Opportunity knocking for true plastic disposal

In 2014, scientists discovered that oyster mushrooms grown in a substrate of used diapers and lignin can break down cellulose found in the diapers for food, which reduces the diapers' weight and volume by up to 80%. (Martin Cooper/Creative Commons)

In a state of perfect nature, there is no such thing as waste.   

Every product of every organic process — from a butterfly breaking free of its cocoon to grizzly sows, rooting for grubs in the dirt — is crucial to the continued vital functioning of its larger ecosystem. In usurping that delicate play of interactions to further its own ends, mankind has disrupted the balance of nature.   

The price of such folly stands readily apparent; litter-strewn streets, plastic-clogged beaches, the Great Pacific Garbage Patch. Mountains of rancid, steaming trash that can't be redeemed, and thus must be contained until they rot away – which, in the case of most modern synthetic materials, won't happen for hundreds of years.

#####

In the piece on plastic disposal above, could you copy out the part that begins at "Opportunity knocking for" and stops after "balance of nature.", swapping "mankind" for "humanity"?

- MATERIAL SUPPLIED
#####

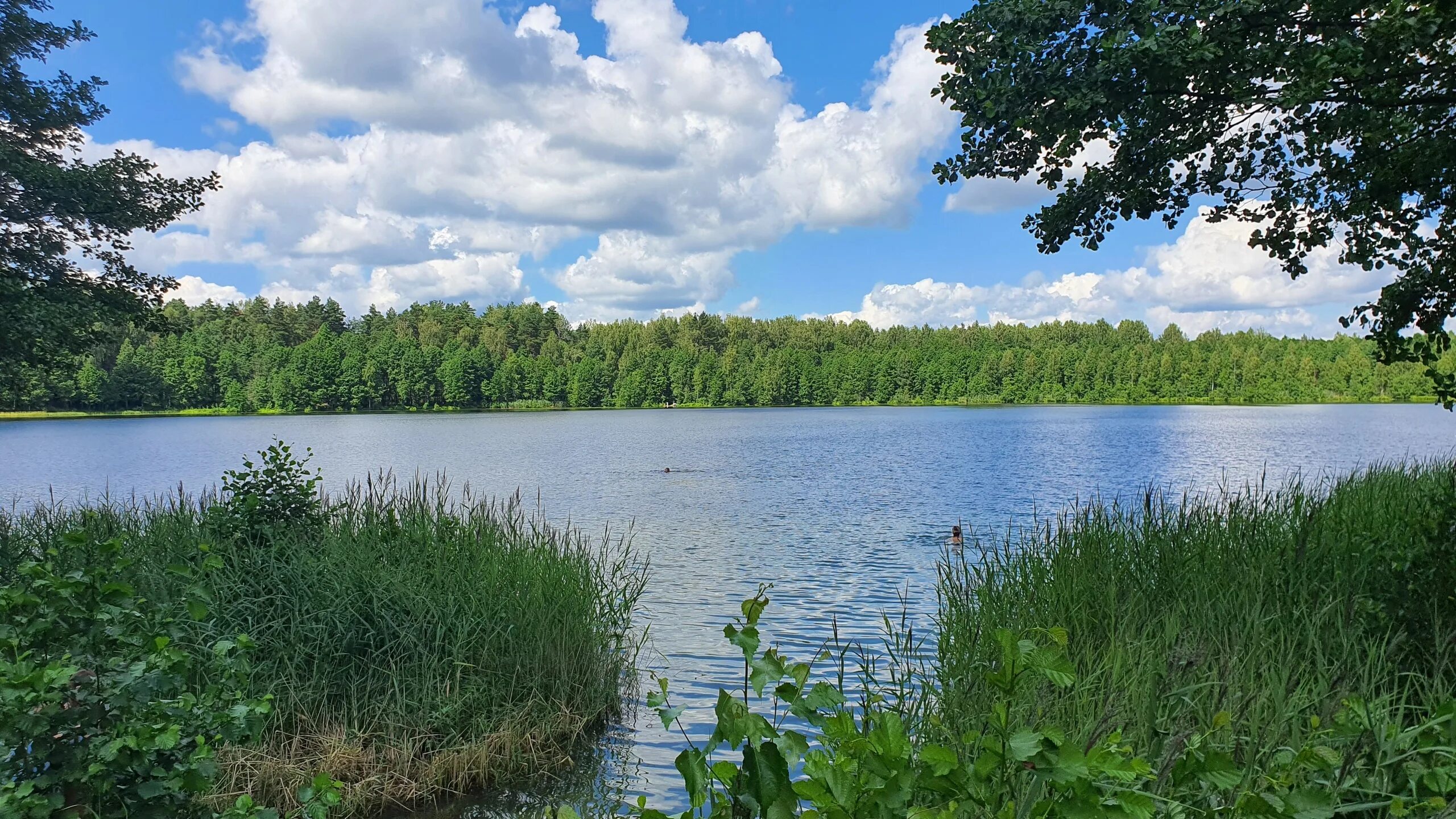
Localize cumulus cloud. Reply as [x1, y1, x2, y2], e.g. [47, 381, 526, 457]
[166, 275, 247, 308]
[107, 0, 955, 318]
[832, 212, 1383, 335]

#####

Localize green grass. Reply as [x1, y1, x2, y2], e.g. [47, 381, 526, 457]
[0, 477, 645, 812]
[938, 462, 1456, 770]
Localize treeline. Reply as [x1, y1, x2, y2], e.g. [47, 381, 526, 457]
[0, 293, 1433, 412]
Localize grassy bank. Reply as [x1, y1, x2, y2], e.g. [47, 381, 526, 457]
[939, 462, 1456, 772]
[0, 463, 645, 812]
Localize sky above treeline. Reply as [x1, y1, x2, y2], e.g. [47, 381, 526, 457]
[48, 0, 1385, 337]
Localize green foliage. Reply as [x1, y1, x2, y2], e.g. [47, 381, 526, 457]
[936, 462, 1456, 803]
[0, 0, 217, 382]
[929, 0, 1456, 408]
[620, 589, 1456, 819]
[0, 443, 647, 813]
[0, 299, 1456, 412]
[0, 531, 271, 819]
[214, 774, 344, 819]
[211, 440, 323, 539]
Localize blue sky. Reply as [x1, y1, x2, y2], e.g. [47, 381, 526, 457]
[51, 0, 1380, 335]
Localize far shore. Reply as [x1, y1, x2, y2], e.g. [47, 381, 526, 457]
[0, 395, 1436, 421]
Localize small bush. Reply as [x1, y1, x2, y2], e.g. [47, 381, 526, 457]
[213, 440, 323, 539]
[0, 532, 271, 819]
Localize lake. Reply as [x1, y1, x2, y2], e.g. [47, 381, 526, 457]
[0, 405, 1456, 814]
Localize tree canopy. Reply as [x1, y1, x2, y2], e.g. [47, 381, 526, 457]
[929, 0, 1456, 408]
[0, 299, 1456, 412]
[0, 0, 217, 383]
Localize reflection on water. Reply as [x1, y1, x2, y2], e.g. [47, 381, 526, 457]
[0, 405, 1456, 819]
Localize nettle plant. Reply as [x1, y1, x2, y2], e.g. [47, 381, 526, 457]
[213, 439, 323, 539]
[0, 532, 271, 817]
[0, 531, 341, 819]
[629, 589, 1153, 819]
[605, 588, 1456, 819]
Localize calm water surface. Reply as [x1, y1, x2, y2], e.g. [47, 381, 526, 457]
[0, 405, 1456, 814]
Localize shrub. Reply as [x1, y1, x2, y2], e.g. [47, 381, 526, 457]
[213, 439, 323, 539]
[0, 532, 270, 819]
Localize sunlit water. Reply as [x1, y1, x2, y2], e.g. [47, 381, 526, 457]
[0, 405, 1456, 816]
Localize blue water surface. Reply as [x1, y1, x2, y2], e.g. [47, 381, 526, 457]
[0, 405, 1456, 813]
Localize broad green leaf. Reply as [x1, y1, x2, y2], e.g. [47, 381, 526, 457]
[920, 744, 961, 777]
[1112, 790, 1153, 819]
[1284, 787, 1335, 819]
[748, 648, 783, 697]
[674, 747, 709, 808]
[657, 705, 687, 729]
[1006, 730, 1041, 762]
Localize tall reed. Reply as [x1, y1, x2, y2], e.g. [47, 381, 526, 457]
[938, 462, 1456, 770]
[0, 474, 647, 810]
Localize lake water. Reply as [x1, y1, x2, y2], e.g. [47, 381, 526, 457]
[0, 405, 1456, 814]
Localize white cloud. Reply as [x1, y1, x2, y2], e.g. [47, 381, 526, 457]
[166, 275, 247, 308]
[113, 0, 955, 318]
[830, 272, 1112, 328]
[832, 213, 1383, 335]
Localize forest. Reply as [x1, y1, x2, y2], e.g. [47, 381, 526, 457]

#####

- SOLUTION FOR THIS EXERCISE
Opportunity knocking for true plastic disposal

In 2014, scientists discovered that oyster mushrooms grown in a substrate of used diapers and lignin can break down cellulose found in the diapers for food, which reduces the diapers' weight and volume by up to 80%. (Martin Cooper/Creative Commons)

In a state of perfect nature, there is no such thing as waste.   

Every product of every organic process — from a butterfly breaking free of its cocoon to grizzly sows, rooting for grubs in the dirt — is crucial to the continued vital functioning of its larger ecosystem. In usurping that delicate play of interactions to further its own ends, humanity has disrupted the balance of nature.